■ **What you have to do**
Can you rewrite the lines below with every "photograph" swapped for "image", keeping everything else unchanged and omitting the pictures?

☆ ☆ ☆

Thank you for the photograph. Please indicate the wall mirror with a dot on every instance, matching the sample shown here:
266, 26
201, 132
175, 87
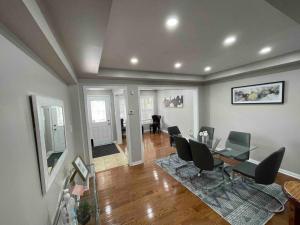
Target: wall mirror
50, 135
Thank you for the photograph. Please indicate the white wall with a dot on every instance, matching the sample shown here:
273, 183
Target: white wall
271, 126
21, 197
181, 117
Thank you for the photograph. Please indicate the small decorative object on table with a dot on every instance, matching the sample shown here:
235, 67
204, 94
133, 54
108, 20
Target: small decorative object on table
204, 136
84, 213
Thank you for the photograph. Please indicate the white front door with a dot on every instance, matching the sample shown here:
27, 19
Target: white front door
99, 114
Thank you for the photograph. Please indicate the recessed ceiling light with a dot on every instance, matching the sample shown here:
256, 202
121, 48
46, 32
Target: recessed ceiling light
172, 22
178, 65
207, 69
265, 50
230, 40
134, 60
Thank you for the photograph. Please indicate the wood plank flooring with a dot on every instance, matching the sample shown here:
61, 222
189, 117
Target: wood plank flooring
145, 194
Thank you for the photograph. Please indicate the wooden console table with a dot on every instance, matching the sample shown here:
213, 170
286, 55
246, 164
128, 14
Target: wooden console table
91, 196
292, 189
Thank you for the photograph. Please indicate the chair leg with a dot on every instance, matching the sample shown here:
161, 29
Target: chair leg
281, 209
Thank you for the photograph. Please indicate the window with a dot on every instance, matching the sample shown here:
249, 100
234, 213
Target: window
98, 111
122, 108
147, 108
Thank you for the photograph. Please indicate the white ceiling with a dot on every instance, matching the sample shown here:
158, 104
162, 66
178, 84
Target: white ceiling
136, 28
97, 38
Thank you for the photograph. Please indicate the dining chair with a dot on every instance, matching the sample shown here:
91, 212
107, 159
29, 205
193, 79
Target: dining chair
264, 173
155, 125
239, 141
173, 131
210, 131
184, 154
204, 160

☆ ☆ ☆

■ **Answer**
Thank you for the image. Please indicate the wall mirror with a dot on every instance, matching the sample shown here:
266, 26
201, 132
175, 87
Target: wall mirror
50, 135
Thank you for the image. Please indicate the white wall with a dot on every instance, matching the sample shown here:
273, 183
Target: white wall
271, 126
21, 197
181, 117
Thank you for the image. Please indicate the small decorative object on table with a dot on every instance, matching the sample shown here:
235, 67
204, 94
133, 54
108, 20
Target: small decorative object on table
204, 136
84, 213
Thank you for the image. Please indicate the white front door with a dot on every instance, matching the sample shown here:
27, 19
Target: white front door
99, 114
Thank you for the image. Please indicate the recessed ceiling light with a dot on every instance, matching the sample shown here:
256, 202
121, 48
46, 32
Target: recessed ceiling light
172, 22
178, 65
207, 69
265, 50
230, 40
134, 60
Thank you for the image. Please indicate the wood plank flooring with a dot on every instance, matching the sample shown here:
61, 222
189, 117
Target: wood plank flooring
145, 194
Thank you for the image. Please indicate the wooden console table with a dot on every instance, matching the sample shown here:
213, 170
286, 55
246, 164
128, 14
Target: wooden console table
91, 196
292, 189
Thank you for the image. Please indicate the chair leg with a dot on every instance, matching the sample shown here:
161, 29
Target: chair leg
281, 209
Thank you for the image. Please indicate the window with a dot on every instance, matching the sample shown here:
249, 100
234, 213
Target: window
98, 111
122, 108
147, 108
Thank you for the image. Please indicate the white ceiling with a dot on every instance, matching the sample shown here:
158, 104
162, 66
178, 84
Target: white ceiling
136, 28
97, 38
Thank you for the image. Please indicate the dining chair with a dot on every instance, matching the sample shown here:
91, 212
107, 159
29, 205
193, 79
Target: dining chair
264, 173
155, 125
239, 141
173, 131
210, 131
184, 154
204, 160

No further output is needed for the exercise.